→ GIVEN DATA:
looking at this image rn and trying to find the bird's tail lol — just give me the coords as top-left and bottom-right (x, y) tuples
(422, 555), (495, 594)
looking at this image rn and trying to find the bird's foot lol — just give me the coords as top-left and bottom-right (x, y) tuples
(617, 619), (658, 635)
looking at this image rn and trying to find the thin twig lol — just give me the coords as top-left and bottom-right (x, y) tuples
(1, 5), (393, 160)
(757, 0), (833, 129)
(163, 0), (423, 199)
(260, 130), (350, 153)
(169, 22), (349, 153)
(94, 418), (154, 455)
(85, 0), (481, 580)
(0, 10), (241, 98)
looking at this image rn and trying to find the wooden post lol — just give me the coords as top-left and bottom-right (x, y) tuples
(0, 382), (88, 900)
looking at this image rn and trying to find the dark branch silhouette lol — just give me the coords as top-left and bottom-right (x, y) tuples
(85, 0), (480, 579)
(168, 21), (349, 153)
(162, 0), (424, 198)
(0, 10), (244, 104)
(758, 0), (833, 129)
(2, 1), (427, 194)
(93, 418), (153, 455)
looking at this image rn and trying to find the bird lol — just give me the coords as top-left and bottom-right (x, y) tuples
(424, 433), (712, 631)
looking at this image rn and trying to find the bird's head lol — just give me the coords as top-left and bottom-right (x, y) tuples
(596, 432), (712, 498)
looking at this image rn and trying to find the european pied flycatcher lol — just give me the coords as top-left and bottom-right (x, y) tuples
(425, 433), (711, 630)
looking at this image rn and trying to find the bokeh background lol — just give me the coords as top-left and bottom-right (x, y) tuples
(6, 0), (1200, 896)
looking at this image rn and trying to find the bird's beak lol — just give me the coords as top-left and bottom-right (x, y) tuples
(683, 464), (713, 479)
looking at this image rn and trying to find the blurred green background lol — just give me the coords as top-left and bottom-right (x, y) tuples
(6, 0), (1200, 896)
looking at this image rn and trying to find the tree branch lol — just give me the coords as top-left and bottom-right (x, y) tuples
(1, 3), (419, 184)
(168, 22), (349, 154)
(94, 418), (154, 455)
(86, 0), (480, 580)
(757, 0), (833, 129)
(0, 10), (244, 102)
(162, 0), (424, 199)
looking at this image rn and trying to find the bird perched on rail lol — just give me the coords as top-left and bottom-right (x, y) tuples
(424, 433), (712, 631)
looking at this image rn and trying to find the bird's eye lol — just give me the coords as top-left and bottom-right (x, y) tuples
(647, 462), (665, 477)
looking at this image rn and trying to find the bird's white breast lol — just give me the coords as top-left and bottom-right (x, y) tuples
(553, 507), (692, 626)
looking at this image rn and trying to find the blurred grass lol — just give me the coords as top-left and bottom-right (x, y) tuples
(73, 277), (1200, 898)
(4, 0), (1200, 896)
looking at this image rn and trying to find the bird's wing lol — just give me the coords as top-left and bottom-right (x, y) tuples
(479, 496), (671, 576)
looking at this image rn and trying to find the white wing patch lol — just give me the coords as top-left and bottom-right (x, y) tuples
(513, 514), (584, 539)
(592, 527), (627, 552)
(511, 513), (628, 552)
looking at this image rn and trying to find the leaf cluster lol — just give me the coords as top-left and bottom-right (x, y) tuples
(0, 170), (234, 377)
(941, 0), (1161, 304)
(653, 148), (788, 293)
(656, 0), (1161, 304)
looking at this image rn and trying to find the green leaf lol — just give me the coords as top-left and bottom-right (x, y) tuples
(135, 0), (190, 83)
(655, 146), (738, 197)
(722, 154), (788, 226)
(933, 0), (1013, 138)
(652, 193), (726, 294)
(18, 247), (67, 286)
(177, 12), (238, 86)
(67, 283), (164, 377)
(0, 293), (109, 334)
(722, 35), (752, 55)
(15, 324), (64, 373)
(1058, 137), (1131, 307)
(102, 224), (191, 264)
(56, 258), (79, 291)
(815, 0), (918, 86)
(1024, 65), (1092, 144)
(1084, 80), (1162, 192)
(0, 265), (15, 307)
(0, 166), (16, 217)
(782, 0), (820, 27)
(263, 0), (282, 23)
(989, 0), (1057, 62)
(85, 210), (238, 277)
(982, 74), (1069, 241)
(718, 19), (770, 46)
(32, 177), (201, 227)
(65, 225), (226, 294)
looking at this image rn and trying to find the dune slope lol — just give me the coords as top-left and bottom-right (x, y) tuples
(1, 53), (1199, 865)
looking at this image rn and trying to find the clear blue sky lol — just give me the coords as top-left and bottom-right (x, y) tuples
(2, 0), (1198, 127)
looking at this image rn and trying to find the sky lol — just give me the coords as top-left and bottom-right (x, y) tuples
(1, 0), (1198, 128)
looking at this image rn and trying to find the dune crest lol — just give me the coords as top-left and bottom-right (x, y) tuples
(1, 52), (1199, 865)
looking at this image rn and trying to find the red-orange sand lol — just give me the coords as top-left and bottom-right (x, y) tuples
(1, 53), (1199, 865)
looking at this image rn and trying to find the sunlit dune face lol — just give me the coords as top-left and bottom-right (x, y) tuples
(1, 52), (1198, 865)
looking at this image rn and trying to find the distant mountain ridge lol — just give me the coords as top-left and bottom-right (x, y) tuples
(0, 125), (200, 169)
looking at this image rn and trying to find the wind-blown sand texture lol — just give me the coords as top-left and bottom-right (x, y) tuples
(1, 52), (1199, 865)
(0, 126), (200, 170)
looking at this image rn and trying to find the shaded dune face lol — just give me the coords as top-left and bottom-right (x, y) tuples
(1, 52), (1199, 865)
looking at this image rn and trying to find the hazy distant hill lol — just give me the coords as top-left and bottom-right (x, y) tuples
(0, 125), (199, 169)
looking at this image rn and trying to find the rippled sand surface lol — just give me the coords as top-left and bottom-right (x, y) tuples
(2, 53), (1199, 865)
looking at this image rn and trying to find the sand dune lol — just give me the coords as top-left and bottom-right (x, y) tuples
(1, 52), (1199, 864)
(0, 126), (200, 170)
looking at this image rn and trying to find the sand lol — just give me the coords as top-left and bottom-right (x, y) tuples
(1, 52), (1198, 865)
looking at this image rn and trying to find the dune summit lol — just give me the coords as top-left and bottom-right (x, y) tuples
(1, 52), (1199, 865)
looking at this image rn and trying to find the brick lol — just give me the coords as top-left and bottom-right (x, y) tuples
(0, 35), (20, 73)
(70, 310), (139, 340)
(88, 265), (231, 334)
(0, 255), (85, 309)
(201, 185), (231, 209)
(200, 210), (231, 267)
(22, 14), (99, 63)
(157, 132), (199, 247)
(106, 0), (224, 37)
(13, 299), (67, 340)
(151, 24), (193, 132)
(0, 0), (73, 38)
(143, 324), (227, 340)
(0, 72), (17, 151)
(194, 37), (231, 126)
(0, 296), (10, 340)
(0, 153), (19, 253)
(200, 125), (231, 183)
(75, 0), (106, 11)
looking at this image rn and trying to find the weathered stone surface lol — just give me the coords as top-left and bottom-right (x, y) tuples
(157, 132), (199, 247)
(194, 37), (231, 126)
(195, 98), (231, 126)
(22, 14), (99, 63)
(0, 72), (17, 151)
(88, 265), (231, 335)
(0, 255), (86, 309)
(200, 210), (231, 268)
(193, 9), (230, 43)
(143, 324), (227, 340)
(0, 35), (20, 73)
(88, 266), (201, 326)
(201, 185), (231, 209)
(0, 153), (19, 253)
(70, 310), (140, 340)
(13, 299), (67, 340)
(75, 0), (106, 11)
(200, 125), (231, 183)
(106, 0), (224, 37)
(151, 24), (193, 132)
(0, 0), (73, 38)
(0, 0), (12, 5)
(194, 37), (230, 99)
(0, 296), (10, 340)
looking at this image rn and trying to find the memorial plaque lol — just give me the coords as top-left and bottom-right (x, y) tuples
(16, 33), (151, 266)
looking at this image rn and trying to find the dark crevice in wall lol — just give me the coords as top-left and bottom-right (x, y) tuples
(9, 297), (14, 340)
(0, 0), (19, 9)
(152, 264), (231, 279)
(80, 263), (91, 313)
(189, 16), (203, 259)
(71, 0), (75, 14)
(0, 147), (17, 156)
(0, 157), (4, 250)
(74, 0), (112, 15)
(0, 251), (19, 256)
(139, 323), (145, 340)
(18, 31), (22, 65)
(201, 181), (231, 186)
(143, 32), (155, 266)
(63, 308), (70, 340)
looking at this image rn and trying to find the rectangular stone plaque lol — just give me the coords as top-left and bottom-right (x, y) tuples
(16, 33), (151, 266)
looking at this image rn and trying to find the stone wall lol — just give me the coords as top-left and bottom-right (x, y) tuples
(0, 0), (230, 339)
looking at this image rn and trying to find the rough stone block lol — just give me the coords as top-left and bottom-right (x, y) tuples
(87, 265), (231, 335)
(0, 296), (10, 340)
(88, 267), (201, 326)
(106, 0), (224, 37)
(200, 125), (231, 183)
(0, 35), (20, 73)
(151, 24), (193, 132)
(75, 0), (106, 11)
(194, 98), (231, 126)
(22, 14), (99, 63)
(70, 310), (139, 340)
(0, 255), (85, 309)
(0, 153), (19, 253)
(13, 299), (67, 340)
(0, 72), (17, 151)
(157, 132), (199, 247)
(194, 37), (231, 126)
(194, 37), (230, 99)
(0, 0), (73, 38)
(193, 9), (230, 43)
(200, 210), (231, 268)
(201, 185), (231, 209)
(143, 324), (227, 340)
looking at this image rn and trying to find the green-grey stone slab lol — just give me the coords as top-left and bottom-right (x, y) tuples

→ WHAT NEEDS TO BE DONE:
After locating the line that contains "looking at this image rn and trying to find the stone", print that line and every one after it through the last line of the listing, exactly.

→ RESULT OF THIS EXERCISE:
looking at this image rn and trying to find the stone wall lol — just give me the coords as top-left and bottom-right (x, y) tuples
(0, 0), (230, 339)
looking at this image rn and trying to find the rough stone block lol — just give me the coords as top-left and bottom-right (x, y) tuples
(87, 265), (231, 335)
(0, 296), (10, 340)
(88, 267), (201, 326)
(106, 0), (224, 37)
(200, 125), (231, 183)
(0, 35), (20, 73)
(151, 24), (193, 132)
(75, 0), (106, 11)
(194, 98), (231, 126)
(22, 14), (99, 63)
(70, 310), (139, 340)
(0, 255), (85, 309)
(0, 153), (19, 253)
(13, 299), (67, 340)
(0, 72), (17, 151)
(157, 132), (199, 247)
(194, 37), (231, 126)
(194, 37), (230, 99)
(0, 0), (73, 38)
(193, 9), (230, 43)
(200, 210), (231, 268)
(201, 185), (231, 209)
(143, 324), (227, 340)
looking at this image rn and trying to find the green-grey stone slab lol — just give me the coords as top-left and bottom-right (x, y) tuples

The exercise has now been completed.